Copy out the opinion in Boise Valley Traction Co. v. Ada County word for word, from start to finish.

• **PASSAGE SHOWN**:
——
Boise Valley Traction Co. v. Ada County

222 P. 1035 | Idaho | 1923

Lead Opinion

VARIAN, Commissioner.

— This is an appeal from a judgment sustaining an amended demurrer to plaintiff’s complaint.

The complaint was filed July 10, 1920, and an amendment thereto was filed on April 5, 1921. A demurrer to the complaint was filed on April 25, 1921, and overruled by the trial court July 2, 1921. By leave of the court an amended demurrer was filed July 26, 1921, and on September 6, 1921, the order overruling the original demurrer was vacated and the amended demurrer sustained. Judgment on the amended demurrer was entered January 26, 1922.

The complaint alleges in effect that appellant is a public utilities corporation, to wit, a railroad corporation, engaged as a common carrier of freight and passengers in Ada county, and operating its lines in said county; that the respondent is a duly organized county of the state of Idaho; that between July 29, 1918, and October 28, 1918, inclusive, appellant performed services, as a common carrier, in hauling sand and gravel for respondent, at its request, and thereafter presented its verified claims for payment, which were acted upon by the board of county commissioners of respondent county. Four claims were filed, each relating to the services performed up to the time of presentation, and containing an itemized statement of the date of services, number of cars hauled, rate per car, war tax and total charge on all cars hauled. That the lawful scheduled rate for the services rendered was $5 per car for all cars hauled to and including July 27, 1918, and that after July 29, 1918, the lawful scheduled rate was $10 per car. That said claims were allowed by the board of county commissioners at the rate of $5 per car, and proportionate war tax charge, at regular meetings of said board, on August 14, 1918, October 16, 1918, November 13, 1918, and Decern-*355ber 9, 1918, respectively. That warrants for the amounts allowed were authorized, issued and delivered to appellant, which were eventually paid. That appellant did not receive said warrants, or accept payment thereof in full satisfaction of its claims. That the board of county commissioners, in each case, approved and allowed said claims as to all portions thereof, including dates, quantities and number of cars hauled and quality of service, but disallowed $5 per car, and a proportionate amount of war tax, on all cars charged at $10 per car after July 29, 1918. That there remained a balance unpaid on said claims of $1741.80, and upon July 15, 1919, said claims were duly refiled for said balance, and at a regular meeting of the board of county commissioners, on July 16, 1919, all items therein, including dates, quantity and quality of service, were approved, accepted and allowed, except only the amount charged, which said amount was disallowed. That said balance of $1,741.80 is now, and since said disallowances has been, due appellant from respondent, with interest from the date of the filing of such original claims.
——
• **DATA RECORDS**:
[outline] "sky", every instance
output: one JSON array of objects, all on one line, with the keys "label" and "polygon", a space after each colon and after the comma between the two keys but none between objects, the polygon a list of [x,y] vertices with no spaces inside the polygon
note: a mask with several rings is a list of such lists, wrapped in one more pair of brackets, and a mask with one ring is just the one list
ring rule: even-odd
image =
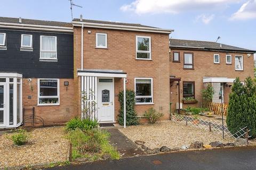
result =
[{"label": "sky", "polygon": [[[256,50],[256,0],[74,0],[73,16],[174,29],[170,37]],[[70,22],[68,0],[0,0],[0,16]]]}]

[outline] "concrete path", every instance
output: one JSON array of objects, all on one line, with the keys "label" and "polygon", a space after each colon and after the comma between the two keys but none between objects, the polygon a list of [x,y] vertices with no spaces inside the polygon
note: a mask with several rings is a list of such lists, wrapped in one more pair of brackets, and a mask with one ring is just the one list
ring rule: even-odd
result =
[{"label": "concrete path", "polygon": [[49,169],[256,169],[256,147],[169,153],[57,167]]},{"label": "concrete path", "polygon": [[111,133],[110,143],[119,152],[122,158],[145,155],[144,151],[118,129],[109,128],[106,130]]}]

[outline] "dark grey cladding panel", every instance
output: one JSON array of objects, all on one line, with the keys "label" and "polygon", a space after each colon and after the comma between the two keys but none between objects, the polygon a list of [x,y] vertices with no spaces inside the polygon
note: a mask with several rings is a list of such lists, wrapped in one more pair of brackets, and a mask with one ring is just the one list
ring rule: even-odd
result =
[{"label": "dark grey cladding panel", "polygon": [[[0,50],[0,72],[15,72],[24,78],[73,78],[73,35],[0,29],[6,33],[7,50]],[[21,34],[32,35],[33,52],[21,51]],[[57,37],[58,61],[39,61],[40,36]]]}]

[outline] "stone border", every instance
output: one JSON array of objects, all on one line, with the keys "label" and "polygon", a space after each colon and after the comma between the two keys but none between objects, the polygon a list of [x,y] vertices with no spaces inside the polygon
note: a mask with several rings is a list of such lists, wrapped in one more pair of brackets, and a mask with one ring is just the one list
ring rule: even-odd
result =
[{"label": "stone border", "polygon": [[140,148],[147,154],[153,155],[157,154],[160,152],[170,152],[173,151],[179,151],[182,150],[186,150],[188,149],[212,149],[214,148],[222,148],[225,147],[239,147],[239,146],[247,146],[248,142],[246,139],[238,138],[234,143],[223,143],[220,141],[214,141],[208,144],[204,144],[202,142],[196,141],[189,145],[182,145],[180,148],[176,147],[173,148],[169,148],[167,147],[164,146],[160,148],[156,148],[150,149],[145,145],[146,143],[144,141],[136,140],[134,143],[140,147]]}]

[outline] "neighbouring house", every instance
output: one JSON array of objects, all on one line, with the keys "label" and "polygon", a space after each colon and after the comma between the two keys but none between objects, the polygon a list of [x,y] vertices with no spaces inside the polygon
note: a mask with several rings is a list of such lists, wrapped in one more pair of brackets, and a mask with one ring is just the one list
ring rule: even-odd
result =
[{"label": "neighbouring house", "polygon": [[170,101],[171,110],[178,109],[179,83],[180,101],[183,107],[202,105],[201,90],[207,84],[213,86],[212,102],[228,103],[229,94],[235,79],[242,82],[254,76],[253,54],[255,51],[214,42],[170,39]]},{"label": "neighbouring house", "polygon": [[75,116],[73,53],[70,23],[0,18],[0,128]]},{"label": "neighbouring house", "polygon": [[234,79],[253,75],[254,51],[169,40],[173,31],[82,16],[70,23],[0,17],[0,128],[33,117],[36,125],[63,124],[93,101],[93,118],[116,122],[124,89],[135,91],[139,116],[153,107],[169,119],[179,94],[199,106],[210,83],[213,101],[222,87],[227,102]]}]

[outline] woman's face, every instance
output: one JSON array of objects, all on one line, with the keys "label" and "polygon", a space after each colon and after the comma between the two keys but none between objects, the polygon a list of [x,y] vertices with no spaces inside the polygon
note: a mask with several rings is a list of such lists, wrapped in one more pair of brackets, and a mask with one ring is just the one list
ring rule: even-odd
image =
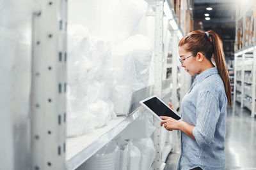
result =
——
• **COMPLETED EXERCISE**:
Boise Valley Traction Co. v. Ada County

222 P. 1035 | Idaho | 1923

Lead Opinion

VARIAN, Commissioner.

— This is an appeal from a judgment sustaining an amended demurrer to plaintiff’s complaint.

The complaint was filed July 10, 1920, and an amendment thereto was filed on April 5, 1921. A demurrer to the complaint was filed on April 25, 1921, and overruled by the trial court July 2, 1921. By leave of the court an amended demurrer was filed July 26, 1921, and on September 6, 1921, the order overruling the original demurrer was vacated and the amended demurrer sustained. Judgment on the amended demurrer was entered January 26, 1922.

The complaint alleges in effect that appellant is a public utilities corporation, to wit, a railroad corporation, engaged as a common carrier of freight and passengers in Ada county, and operating its lines in said county; that the respondent is a duly organized county of the state of Idaho; that between July 29, 1918, and October 28, 1918, inclusive, appellant performed services, as a common carrier, in hauling sand and gravel for respondent, at its request, and thereafter presented its verified claims for payment, which were acted upon by the board of county commissioners of respondent county. Four claims were filed, each relating to the services performed up to the time of presentation, and containing an itemized statement of the date of services, number of cars hauled, rate per car, war tax and total charge on all cars hauled. That the lawful scheduled rate for the services rendered was $5 per car for all cars hauled to and including July 27, 1918, and that after July 29, 1918, the lawful scheduled rate was $10 per car. That said claims were allowed by the board of county commissioners at the rate of $5 per car, and proportionate war tax charge, at regular meetings of said board, on August 14, 1918, October 16, 1918, November 13, 1918, and Decern-*355ber 9, 1918, respectively. That warrants for the amounts allowed were authorized, issued and delivered to appellant, which were eventually paid. That appellant did not receive said warrants, or accept payment thereof in full satisfaction of its claims. That the board of county commissioners, in each case, approved and allowed said claims as to all portions thereof, including dates, quantities and number of cars hauled and quality of service, but disallowed $5 per car, and a proportionate amount of war tax, on all cars charged at $10 per car after July 29, 1918. That there remained a balance unpaid on said claims of $1741.80, and upon July 15, 1919, said claims were duly refiled for said balance, and at a regular meeting of the board of county commissioners, on July 16, 1919, all items therein, including dates, quantity and quality of service, were approved, accepted and allowed, except only the amount charged, which said amount was disallowed. That said balance of $1,741.80 is now, and since said disallowances has been, due appellant from respondent, with interest from the date of the filing of such original claims.